> [Page excerpt]:
This is why Barney Frank says one of the liberals’ major tasks will be to make sure that the public understands that the coming bad news is Republican news. In large part, he expects the word to be passed by community groups who work for reforms on the local level in areas such as health care, elder issues, and affordable housing. "Your job is to document the harm that they are doing," Frank says he told a group of housing advocates in his Massachusetts district soon after the election. "You’ve got to explain to people who are the beneficiaries of your programs and others that it’s conscious policy choices that are making it harder. We have, to some extent, to connect the dots."

Frank is depending on activists like Matthew Jerzyk, a 27-year-old labor organizer in Providence who spent four years running Rhode Island’s Jobs with Justice program. Jerzyk doesn’t need any persuading to serve as a messenger, but he believes that progressives have not created an easy-to-understand agenda: "The conservative movement had clear demands, and the progressive movement now doesn’t." Instead, progressives tend to unload a very long and often-detailed list. Jerzyk, for example, says that if he had a seat at the national vision-statement table, he would look at immigrant rights, including use of identification certification from their original countries, and "card-checks" in union drives, which avoid the need for union-approval elections by workers if a majority simply signs up for union representation — hardly a coherent or easily summarized platform.

> [What you will do]:
a. Retype the passage on Barney Frank and progressive messaging word for word, starting at the words "Frank is depending" and stopping after the words "easily summarized platform.".
b. Extend the passage on Barney Frank and progressive messaging, picking up right after its final sentence.
The material that comes after this passage has no connection to it.

> [Data shown]:
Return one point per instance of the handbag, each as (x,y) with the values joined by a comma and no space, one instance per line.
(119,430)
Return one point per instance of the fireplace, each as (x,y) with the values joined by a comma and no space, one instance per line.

> [Task results]:
a.
Frank is depending on activists like Matthew Jerzyk, a 27-year-old labor organizer in Providence who spent four years running Rhode Island’s Jobs with Justice program. Jerzyk doesn’t need any persuading to serve as a messenger, but he believes that progressives have not created an easy-to-understand agenda: "The conservative movement had clear demands, and the progressive movement now doesn’t." Instead, progressives tend to unload a very long and often-detailed list. Jerzyk, for example, says that if he had a seat at the national vision-statement table, he would look at immigrant rights, including use of identification certification from their original countries, and "card-checks" in union drives, which avoid the need for union-approval elections by workers if a majority simply signs up for union representation — hardly a coherent or easily summarized platform.

b.
Academics are similarly at a loss for pithy slogans. Wolfe, of Boston College, says liberalism is "one of the greatest political philosophies ever invented," and that liberals’ appreciation of the concepts of freedom and progress in American history are relevant to Bush voters. Asked how that might be expressed succinctly, Wolfe candidly admits: "I’m not a bumper-sticker type."

But if they don’t seem to have their slogans in place yet, many progressives are certain that grassroots campaigns can get the message across. Jerzyk says he knows what it takes to build a movement at the district and ward level — something he says his union, District 1199 of the giant Service Employees International Union, has been doing in Rhode Island. In the past year, the local has sought to unionize 1300 women who operate day-care centers out of their homes, by declaring them state workers. That’s touched off a big fight with Republican governor Donald L. Carcieri, who so far has blocked the effort in court.

Still, Jerzyk claims that the unionizing initiative is making strides. His union belongs to a coalition that helped reverse Carcieri’s proposals to cut state funding for child care, and it supported the successful campaign of day-care provider Grace Diaz to Rhode Island’s General Assembly.

"The key to winning is to set yourself up for small, gradual, and continual victories," Jerzyk says. "Every three months, we are winning a victory. And granted, we haven’t won the major victory. But, you know, we are getting there."

WHILE BUILDING a sturdier foundation for the liberal movement, Democrats face two national obstacles: the need for an attractive, popular leader, and the fact that Republicans have the power to out-muscle the Democrats in Congress

"What the party lacks is a real charismatic leader," says Bluestone. "I’m old enough to remember the days of John F. Kennedy, and I don’t see anybody around quite like that."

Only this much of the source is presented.